───── MATERIAL PROVIDED ─────

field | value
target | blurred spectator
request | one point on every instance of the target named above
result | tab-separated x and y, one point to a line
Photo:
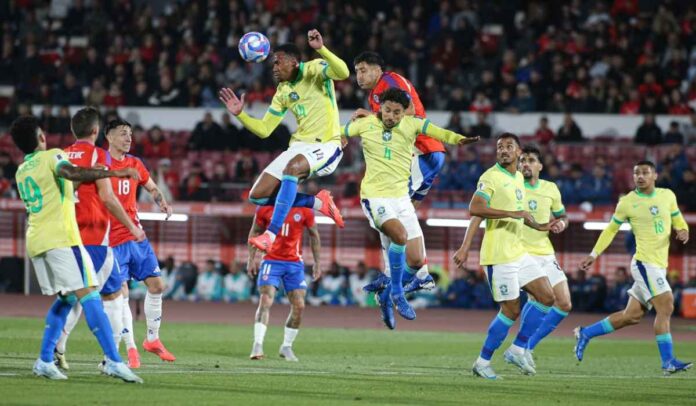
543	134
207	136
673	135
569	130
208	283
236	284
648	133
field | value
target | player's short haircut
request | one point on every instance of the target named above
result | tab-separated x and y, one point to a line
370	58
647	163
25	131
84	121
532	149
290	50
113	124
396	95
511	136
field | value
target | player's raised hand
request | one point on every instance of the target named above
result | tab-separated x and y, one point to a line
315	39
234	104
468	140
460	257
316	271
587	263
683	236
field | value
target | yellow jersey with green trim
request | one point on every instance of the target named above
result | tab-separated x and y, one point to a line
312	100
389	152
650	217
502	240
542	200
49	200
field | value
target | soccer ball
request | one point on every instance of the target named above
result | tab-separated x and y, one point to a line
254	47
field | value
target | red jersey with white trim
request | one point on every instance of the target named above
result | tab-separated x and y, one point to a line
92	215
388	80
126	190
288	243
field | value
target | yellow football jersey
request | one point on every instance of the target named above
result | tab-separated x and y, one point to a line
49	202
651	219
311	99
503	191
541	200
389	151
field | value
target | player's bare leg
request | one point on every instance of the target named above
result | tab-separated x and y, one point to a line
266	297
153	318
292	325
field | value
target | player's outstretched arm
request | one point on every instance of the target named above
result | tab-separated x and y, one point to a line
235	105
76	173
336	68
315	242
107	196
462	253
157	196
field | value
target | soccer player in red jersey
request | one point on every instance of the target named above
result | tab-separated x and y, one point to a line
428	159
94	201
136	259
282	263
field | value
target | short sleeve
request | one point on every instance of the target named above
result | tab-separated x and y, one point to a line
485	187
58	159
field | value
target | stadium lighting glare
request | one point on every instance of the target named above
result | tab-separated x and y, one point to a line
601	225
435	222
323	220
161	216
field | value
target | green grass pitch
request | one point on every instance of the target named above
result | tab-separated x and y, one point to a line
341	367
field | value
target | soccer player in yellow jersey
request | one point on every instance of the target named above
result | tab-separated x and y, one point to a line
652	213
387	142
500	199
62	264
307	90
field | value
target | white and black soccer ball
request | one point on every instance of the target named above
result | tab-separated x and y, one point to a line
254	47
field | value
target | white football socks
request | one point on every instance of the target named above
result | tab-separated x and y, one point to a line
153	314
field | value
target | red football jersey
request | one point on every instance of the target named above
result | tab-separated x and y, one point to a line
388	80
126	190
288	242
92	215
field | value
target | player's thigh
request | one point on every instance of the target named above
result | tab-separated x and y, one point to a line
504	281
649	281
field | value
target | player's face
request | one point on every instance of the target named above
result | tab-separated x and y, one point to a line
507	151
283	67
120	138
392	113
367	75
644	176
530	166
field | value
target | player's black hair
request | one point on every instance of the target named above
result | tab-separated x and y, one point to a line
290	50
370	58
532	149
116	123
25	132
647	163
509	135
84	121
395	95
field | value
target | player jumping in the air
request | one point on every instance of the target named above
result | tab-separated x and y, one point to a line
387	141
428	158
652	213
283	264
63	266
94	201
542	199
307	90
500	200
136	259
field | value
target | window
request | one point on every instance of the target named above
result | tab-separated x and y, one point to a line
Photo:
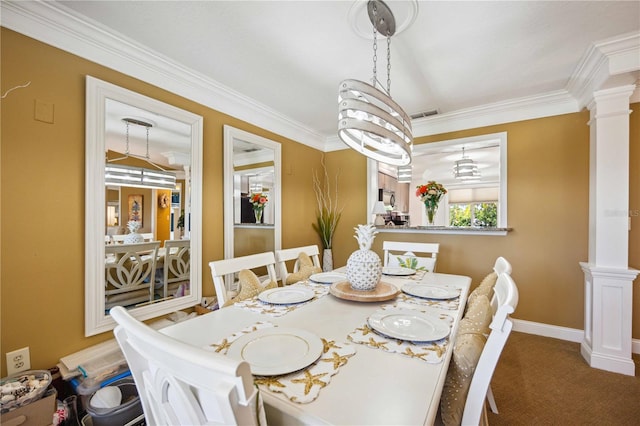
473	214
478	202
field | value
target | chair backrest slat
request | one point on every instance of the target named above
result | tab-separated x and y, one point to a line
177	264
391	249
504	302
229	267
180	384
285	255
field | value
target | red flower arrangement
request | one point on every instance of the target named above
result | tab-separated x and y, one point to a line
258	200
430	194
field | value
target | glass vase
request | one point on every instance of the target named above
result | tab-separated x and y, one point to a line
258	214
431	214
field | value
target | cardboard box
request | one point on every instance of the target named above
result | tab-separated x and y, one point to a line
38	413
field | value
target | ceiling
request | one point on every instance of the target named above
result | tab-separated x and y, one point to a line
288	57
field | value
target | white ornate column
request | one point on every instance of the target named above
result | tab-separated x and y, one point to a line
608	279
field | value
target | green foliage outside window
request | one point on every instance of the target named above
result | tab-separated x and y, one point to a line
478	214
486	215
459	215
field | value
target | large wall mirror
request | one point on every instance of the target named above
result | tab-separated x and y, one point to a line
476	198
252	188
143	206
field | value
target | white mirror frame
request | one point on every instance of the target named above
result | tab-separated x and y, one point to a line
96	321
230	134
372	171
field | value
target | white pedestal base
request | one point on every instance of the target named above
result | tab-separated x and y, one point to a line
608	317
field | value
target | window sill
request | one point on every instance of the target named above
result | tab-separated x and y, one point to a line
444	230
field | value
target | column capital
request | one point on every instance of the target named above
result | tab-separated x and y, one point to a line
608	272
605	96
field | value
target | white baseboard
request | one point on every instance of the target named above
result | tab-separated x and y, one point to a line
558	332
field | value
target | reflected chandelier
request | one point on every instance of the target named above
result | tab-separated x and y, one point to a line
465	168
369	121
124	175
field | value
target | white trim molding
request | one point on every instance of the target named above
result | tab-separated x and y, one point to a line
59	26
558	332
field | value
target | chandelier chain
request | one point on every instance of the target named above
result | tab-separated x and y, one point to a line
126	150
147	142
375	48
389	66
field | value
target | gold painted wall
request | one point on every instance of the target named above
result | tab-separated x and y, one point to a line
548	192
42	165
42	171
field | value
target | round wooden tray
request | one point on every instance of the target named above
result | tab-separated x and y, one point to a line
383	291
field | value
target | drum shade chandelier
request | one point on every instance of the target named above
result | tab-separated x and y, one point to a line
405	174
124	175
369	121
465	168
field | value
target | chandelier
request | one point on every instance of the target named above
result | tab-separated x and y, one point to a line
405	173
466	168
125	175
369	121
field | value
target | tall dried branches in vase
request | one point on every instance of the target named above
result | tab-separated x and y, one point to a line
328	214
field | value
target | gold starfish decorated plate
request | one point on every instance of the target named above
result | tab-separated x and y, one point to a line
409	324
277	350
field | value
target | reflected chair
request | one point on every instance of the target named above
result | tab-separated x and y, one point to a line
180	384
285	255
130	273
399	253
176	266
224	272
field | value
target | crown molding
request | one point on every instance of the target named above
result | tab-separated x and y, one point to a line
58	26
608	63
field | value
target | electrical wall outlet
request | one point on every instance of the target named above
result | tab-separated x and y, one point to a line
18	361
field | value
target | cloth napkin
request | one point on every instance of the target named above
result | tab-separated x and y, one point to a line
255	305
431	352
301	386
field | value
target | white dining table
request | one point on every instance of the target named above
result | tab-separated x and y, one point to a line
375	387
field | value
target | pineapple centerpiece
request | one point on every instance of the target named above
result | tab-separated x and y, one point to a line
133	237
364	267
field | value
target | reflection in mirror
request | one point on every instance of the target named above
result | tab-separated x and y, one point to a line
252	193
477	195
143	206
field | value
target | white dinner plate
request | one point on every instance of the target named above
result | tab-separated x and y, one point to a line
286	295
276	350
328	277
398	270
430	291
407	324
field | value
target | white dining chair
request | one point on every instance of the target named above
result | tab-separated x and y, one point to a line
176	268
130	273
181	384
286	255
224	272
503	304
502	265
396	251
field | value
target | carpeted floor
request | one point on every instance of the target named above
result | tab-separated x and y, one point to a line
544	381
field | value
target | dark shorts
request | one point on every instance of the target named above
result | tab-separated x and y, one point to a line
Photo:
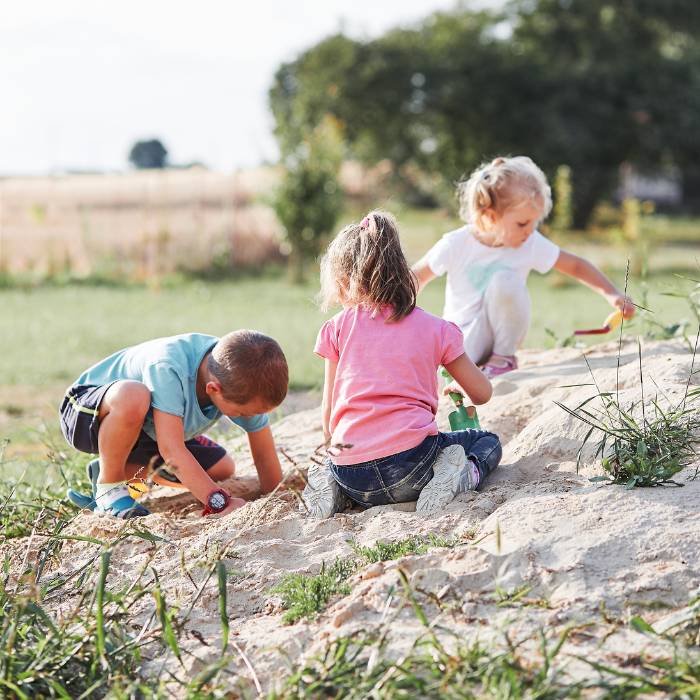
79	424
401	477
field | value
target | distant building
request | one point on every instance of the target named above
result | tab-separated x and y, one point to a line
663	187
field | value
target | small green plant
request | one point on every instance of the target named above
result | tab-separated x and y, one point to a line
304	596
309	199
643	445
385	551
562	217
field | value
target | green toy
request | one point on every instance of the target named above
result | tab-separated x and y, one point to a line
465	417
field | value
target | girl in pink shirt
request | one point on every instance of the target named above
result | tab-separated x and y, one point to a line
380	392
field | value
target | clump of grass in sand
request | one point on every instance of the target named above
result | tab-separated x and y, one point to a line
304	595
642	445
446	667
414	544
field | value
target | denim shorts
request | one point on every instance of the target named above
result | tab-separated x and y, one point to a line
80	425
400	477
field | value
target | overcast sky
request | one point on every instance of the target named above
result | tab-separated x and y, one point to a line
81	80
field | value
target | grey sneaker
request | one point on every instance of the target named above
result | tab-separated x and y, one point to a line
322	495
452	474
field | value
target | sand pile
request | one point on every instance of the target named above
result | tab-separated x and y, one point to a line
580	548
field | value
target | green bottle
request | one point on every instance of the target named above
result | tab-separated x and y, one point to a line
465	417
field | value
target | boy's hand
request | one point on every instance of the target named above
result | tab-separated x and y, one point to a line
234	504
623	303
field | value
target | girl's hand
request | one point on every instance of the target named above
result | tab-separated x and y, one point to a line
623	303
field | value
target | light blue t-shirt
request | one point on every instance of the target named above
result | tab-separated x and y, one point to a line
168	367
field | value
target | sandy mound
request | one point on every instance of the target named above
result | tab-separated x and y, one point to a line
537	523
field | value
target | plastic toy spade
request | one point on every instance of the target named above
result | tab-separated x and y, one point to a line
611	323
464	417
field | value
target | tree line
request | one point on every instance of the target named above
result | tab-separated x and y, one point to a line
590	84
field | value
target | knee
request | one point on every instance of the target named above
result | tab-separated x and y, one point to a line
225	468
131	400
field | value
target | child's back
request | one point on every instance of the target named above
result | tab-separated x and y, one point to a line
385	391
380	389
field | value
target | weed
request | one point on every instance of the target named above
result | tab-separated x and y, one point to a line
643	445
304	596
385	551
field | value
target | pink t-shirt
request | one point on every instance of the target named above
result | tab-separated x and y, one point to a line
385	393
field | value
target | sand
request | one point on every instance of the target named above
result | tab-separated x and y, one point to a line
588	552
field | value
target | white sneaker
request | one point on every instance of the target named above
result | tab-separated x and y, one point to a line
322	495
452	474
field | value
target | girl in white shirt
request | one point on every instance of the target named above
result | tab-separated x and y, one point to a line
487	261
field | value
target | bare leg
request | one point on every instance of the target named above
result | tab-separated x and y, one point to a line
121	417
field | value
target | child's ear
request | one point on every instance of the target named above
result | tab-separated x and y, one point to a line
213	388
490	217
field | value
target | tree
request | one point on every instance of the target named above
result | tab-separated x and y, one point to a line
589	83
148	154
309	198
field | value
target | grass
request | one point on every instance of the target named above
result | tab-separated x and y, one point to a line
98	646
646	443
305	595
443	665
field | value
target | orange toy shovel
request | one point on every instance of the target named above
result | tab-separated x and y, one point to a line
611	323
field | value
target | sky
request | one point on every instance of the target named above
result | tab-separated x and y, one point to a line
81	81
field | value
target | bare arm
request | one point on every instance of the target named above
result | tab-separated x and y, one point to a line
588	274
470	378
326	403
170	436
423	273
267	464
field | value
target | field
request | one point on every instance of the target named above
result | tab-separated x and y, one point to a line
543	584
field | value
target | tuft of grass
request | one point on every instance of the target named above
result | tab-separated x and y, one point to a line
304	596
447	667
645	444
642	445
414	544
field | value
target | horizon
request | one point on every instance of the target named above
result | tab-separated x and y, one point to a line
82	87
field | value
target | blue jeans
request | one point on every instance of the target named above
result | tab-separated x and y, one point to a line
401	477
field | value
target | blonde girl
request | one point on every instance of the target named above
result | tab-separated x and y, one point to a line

─────

TASK DESCRIPTION —
Check each line of the entries above for the word "yellow". List the ones that have it.

TASK OUTPUT —
target | yellow jersey with green trim
target | yellow football jersey
target | soccer player in yellow jersey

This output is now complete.